=== Input for this task ===
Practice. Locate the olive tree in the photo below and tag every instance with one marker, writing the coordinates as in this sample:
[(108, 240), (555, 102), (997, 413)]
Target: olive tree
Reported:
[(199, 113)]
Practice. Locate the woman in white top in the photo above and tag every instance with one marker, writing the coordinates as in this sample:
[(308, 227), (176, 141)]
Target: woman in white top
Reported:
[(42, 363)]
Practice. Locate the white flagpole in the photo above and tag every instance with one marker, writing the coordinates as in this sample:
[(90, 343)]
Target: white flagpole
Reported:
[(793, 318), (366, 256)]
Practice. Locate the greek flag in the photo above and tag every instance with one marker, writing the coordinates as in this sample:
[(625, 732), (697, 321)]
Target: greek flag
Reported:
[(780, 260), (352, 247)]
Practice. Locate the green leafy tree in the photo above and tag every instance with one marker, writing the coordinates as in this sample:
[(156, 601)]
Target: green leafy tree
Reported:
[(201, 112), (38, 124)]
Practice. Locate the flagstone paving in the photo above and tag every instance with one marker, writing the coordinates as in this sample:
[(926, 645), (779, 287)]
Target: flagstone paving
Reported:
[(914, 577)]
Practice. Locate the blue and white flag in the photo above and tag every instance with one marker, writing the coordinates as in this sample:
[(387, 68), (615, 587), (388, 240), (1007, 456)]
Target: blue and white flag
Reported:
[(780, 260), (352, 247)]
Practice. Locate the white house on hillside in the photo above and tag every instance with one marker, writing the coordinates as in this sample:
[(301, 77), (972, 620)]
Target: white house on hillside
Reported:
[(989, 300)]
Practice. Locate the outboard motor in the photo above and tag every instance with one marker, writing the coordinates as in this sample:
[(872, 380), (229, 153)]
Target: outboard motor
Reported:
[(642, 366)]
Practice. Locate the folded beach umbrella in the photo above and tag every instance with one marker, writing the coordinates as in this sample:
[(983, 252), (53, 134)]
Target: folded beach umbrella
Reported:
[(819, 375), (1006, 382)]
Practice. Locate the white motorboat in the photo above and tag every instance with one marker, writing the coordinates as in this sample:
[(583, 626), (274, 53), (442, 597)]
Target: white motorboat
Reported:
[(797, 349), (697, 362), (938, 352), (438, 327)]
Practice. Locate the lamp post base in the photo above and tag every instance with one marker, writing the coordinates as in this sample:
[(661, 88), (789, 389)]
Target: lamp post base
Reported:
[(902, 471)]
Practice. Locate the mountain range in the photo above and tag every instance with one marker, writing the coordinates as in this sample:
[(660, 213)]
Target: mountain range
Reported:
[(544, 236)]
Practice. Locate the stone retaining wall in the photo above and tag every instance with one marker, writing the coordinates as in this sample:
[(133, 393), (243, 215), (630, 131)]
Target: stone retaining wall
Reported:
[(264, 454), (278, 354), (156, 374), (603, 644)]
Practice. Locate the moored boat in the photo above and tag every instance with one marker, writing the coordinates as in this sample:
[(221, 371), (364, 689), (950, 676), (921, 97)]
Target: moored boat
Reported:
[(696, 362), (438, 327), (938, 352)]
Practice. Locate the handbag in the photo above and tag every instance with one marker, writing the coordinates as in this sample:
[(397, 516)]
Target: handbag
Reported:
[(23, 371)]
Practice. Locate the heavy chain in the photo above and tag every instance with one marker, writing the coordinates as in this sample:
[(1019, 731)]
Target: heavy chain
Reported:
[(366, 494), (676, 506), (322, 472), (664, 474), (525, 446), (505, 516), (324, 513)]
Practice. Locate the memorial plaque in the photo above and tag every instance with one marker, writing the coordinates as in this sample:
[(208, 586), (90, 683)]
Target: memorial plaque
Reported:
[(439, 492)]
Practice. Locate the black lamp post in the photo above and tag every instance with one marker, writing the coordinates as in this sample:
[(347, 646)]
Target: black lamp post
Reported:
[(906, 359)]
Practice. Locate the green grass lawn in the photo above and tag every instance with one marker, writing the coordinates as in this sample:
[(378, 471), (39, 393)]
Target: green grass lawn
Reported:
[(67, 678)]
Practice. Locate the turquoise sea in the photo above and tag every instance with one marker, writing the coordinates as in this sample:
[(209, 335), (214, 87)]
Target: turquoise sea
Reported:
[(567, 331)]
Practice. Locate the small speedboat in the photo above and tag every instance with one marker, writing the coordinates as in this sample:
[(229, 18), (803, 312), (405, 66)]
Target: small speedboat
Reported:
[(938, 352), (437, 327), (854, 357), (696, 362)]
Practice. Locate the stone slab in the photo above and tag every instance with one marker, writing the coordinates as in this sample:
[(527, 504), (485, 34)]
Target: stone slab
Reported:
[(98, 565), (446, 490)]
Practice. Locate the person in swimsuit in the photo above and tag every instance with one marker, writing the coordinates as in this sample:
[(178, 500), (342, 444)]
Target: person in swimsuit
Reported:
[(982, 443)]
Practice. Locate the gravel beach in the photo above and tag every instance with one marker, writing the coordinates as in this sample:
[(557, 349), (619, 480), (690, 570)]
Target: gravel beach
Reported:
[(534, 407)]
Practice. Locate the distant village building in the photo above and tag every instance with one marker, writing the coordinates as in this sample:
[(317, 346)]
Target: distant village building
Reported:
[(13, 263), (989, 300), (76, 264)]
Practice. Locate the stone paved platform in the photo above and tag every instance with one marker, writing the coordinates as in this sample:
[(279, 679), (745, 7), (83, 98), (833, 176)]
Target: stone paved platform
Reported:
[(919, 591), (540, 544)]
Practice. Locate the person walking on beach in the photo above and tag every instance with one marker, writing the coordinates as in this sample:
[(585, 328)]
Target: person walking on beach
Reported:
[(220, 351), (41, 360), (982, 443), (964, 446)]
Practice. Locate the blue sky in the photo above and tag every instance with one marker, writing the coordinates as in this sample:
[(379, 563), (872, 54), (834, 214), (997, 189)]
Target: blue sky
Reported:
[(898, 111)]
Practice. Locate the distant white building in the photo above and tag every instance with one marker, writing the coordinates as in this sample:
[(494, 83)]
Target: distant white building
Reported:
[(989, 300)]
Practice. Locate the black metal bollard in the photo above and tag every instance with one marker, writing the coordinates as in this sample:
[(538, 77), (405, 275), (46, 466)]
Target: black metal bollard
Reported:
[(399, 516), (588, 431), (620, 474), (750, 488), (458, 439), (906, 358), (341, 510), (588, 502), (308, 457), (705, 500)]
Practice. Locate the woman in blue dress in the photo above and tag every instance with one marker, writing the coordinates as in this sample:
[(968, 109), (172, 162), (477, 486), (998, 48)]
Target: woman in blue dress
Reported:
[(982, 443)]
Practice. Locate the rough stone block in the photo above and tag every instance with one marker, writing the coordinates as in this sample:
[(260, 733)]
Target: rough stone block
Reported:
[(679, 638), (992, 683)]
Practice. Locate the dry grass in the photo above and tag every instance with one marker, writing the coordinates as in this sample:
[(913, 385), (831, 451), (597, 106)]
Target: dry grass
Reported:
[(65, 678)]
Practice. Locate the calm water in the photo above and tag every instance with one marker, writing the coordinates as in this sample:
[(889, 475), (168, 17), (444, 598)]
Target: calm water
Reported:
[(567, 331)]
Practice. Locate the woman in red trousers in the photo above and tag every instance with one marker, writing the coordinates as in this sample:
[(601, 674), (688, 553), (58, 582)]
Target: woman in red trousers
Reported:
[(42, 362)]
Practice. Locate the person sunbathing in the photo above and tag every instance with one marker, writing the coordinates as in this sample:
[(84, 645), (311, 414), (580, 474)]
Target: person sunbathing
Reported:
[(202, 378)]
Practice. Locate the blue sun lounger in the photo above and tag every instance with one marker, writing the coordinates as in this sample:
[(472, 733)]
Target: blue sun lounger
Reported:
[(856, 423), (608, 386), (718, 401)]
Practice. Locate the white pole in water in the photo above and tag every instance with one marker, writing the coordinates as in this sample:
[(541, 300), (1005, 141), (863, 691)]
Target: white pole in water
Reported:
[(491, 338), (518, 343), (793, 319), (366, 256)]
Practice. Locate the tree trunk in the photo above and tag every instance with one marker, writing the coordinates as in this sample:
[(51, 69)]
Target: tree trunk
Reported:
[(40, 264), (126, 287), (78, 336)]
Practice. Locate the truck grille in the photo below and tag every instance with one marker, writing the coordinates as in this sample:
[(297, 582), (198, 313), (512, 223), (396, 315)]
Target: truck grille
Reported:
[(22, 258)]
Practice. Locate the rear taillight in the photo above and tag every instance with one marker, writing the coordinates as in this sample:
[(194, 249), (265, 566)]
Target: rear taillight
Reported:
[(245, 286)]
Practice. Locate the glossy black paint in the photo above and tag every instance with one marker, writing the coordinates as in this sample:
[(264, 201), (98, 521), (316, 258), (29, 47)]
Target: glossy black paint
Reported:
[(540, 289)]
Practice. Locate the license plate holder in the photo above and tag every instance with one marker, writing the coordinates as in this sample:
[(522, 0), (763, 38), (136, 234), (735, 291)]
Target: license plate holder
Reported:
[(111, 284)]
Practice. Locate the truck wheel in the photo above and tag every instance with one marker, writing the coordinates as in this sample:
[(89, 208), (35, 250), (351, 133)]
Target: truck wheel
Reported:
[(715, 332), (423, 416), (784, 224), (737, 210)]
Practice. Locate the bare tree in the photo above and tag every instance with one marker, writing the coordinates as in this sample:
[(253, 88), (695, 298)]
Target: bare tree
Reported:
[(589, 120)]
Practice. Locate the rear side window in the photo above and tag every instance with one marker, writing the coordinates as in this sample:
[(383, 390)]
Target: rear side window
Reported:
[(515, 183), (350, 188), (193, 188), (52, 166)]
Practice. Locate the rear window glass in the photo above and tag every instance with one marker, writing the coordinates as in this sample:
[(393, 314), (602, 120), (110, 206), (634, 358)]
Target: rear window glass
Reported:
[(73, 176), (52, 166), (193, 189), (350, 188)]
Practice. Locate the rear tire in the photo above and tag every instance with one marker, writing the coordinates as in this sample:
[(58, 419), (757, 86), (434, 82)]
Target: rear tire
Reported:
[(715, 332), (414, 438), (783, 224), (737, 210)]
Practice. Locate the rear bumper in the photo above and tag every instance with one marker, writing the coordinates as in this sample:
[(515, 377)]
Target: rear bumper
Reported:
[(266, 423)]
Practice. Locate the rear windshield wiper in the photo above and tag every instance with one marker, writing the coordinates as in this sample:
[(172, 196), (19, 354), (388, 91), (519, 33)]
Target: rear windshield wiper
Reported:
===
▶ [Exercise brief]:
Return a word-for-word copy of the lines above from the one holding "[(661, 88), (789, 389)]" through the one holding "Target: small speedboat", with both of them included and nothing besides.

▶ [Written reply]:
[(661, 88), (789, 389)]
Target: lamp post base
Reported:
[(902, 471)]
Practice. Locate the mountain range in the photo above and tag every instance with one marker, writing the coordinates as in this sample:
[(660, 213)]
Target: mountain range
Reported:
[(544, 236)]
Practice. Locate the stone retaining wall in the photo above and tag every instance with one marker, writing the coordinates as in this sample:
[(133, 393), (243, 215), (630, 131)]
Target: stone retaining wall
Reported:
[(264, 454), (278, 354), (156, 374), (603, 644)]
Practice. Locate the moored boat in the photo above and tag every instance with one marker, writing the coordinates as in this sample:
[(221, 371), (364, 689), (950, 676), (921, 97)]
Target: moored boat
Reported:
[(696, 362), (438, 327), (938, 352)]
Practice. Locate the handbag in the photo above and tag every instance with one marker, writing the coordinates as in this sample:
[(397, 516)]
Target: handbag
Reported:
[(23, 371)]
Practice. Locate the heavy chain in the photo above and tag every instance with one marker, writing the coordinates as in this sample:
[(1019, 731)]
Target: heavy chain
Reported:
[(366, 494), (676, 506), (322, 472), (664, 474), (525, 446), (505, 516), (324, 513)]
Practice. Locate the memorial plaque in the photo above and tag every instance with one marker, writing the coordinates as in this sample:
[(208, 586), (90, 683)]
Target: memorial plaque
Reported:
[(439, 492)]
Practice. Locate the black lamp post in the photo above and tag every instance with one marker, writing the coordinates as in this sample:
[(347, 646)]
Target: black lamp post
Reported:
[(906, 359)]
Practice. Locate the green grass lawn in the photo above and tag every instance with one marker, writing the coordinates as in this sample:
[(378, 471), (39, 393)]
Target: green grass lawn
Reported:
[(67, 678)]
Practice. Locate the turquoise sea in the photo above and tag every instance with one marker, writing the coordinates as in this sample:
[(209, 335), (214, 87)]
Target: turquoise sea
Reported:
[(567, 331)]
Practice. Locate the small speedboat in the photo above and tag every instance with one marker, writing the coordinates as in this sample:
[(229, 18), (803, 312), (405, 66)]
Target: small speedboat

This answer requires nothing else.